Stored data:
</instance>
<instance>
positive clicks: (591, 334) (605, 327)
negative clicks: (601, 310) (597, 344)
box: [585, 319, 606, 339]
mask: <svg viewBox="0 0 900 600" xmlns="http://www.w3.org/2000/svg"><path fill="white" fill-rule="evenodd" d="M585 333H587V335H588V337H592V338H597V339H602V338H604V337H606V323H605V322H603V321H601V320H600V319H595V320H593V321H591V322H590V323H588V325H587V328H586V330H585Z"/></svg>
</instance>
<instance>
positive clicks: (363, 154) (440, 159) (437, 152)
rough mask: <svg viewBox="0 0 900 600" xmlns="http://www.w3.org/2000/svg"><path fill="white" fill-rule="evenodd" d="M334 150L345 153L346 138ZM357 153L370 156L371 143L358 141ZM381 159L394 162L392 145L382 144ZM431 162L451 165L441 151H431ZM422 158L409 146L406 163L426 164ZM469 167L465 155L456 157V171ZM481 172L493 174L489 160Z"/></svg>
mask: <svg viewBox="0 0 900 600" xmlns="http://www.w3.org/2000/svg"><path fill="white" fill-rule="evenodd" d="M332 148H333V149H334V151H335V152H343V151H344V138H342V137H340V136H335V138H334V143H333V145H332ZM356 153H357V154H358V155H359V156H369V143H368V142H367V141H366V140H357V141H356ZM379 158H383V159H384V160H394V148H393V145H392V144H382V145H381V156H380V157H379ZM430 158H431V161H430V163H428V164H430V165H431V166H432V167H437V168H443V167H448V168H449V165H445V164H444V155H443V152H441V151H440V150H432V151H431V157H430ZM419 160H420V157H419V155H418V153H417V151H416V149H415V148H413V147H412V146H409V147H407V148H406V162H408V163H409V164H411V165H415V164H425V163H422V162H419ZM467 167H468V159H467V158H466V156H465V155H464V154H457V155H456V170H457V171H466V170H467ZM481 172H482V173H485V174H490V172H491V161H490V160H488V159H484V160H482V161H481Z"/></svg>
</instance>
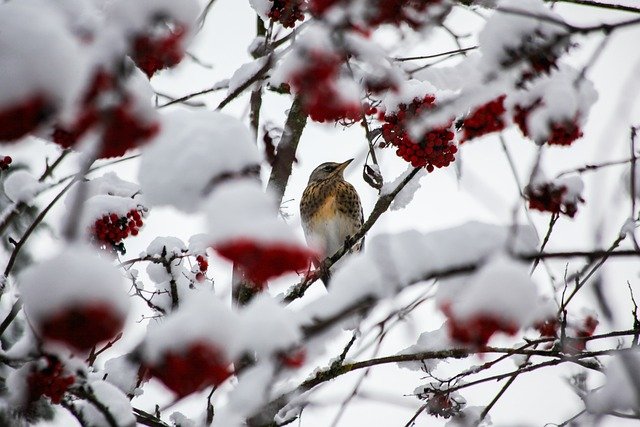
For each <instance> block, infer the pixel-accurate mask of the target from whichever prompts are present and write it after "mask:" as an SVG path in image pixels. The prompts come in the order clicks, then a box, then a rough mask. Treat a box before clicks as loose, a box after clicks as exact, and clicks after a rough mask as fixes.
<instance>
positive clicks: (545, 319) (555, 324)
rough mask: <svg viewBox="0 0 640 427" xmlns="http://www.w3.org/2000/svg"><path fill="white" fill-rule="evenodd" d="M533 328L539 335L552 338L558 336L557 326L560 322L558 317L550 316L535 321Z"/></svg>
mask: <svg viewBox="0 0 640 427" xmlns="http://www.w3.org/2000/svg"><path fill="white" fill-rule="evenodd" d="M533 327H534V329H535V330H537V331H538V332H540V336H541V337H543V338H553V337H557V336H558V328H559V327H560V322H558V319H556V318H551V319H545V320H542V321H540V322H537V323H536V324H534V325H533Z"/></svg>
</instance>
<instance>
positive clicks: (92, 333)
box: [39, 302, 125, 351]
mask: <svg viewBox="0 0 640 427" xmlns="http://www.w3.org/2000/svg"><path fill="white" fill-rule="evenodd" d="M124 320H125V319H123V317H122V314H121V313H117V312H115V311H114V309H113V308H112V307H110V306H108V305H105V304H103V303H99V302H98V303H86V304H83V305H79V306H74V307H69V308H66V309H64V310H62V311H61V312H59V313H57V314H54V315H52V316H51V317H49V318H48V319H45V320H43V321H42V324H41V325H40V328H39V329H40V331H41V334H42V336H43V337H44V338H47V339H49V340H53V341H59V342H62V343H65V344H67V345H68V346H70V347H73V348H75V349H76V350H80V351H87V350H89V349H91V348H92V347H94V346H95V345H97V344H99V343H101V342H103V341H107V340H109V339H111V338H113V337H115V336H116V335H117V334H118V333H119V332H120V331H121V330H122V327H123V326H124Z"/></svg>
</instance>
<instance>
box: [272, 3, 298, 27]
mask: <svg viewBox="0 0 640 427" xmlns="http://www.w3.org/2000/svg"><path fill="white" fill-rule="evenodd" d="M271 1H272V2H273V6H271V9H270V10H269V12H268V13H267V16H268V17H269V18H271V20H272V21H275V22H279V23H280V24H281V25H282V26H283V27H285V28H293V27H295V25H296V23H297V22H299V21H303V20H304V12H303V6H304V1H303V0H271Z"/></svg>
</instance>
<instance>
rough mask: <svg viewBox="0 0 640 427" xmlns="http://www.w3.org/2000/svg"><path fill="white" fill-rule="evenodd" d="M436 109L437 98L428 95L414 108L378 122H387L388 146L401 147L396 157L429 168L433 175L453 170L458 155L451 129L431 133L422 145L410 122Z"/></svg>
mask: <svg viewBox="0 0 640 427" xmlns="http://www.w3.org/2000/svg"><path fill="white" fill-rule="evenodd" d="M434 105H435V97H434V96H432V95H426V96H425V97H424V98H422V99H420V98H415V99H414V100H413V101H412V102H411V103H410V104H404V103H403V104H400V105H399V106H398V111H397V112H394V113H389V114H385V113H384V112H380V113H379V114H378V118H379V119H380V120H381V121H384V124H383V125H382V137H383V138H384V140H385V141H386V143H387V144H391V145H393V146H395V147H397V149H396V154H397V155H398V156H400V157H402V158H403V159H404V160H406V161H407V162H409V163H411V165H412V166H413V167H416V168H417V167H426V168H427V171H429V172H433V170H434V168H441V167H446V166H449V165H450V164H451V162H453V161H454V160H455V156H454V155H455V153H456V152H457V151H458V147H456V145H455V144H454V142H453V138H454V133H453V131H452V130H451V125H448V126H443V127H438V128H434V129H431V130H430V131H428V132H427V133H425V134H424V135H423V136H422V137H421V138H420V139H419V140H418V141H414V140H413V139H411V137H410V136H409V132H408V124H409V122H410V121H411V120H412V119H413V118H414V117H416V116H418V115H420V114H422V113H423V112H424V111H425V110H428V109H430V108H433V106H434Z"/></svg>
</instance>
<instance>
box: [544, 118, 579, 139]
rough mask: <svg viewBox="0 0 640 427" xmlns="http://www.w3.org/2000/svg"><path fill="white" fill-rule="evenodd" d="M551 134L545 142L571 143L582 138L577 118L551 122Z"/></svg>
mask: <svg viewBox="0 0 640 427" xmlns="http://www.w3.org/2000/svg"><path fill="white" fill-rule="evenodd" d="M550 127H551V129H550V130H551V134H550V135H549V140H548V141H547V143H548V144H549V145H571V144H572V143H573V141H575V140H577V139H580V138H582V130H581V129H580V125H578V120H577V119H573V120H571V121H563V122H558V123H551V125H550Z"/></svg>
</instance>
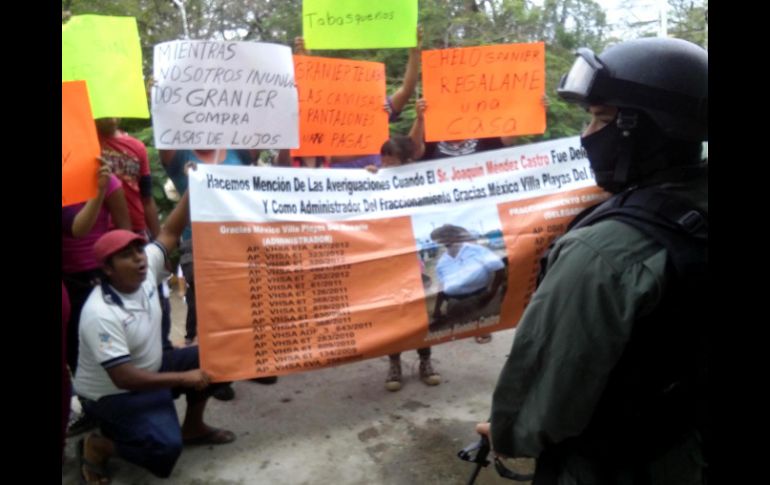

== YOUR ASSIGNMENT ==
Retype the lines starting with the one that holds "134L545 142L571 143L582" and ending with the last line of the data above, both included; skip the pictures.

== RESPONSE BELOW ==
rough mask: <svg viewBox="0 0 640 427" xmlns="http://www.w3.org/2000/svg"><path fill="white" fill-rule="evenodd" d="M551 134L545 142L571 143L582 138L577 118L551 122Z"/></svg>
mask: <svg viewBox="0 0 640 427" xmlns="http://www.w3.org/2000/svg"><path fill="white" fill-rule="evenodd" d="M550 127H551V129H550V130H551V134H550V135H549V140H548V141H547V143H548V144H549V145H571V144H572V143H573V141H575V140H577V139H580V138H582V130H581V129H580V125H578V120H577V119H573V120H571V121H563V122H558V123H551V125H550Z"/></svg>
</instance>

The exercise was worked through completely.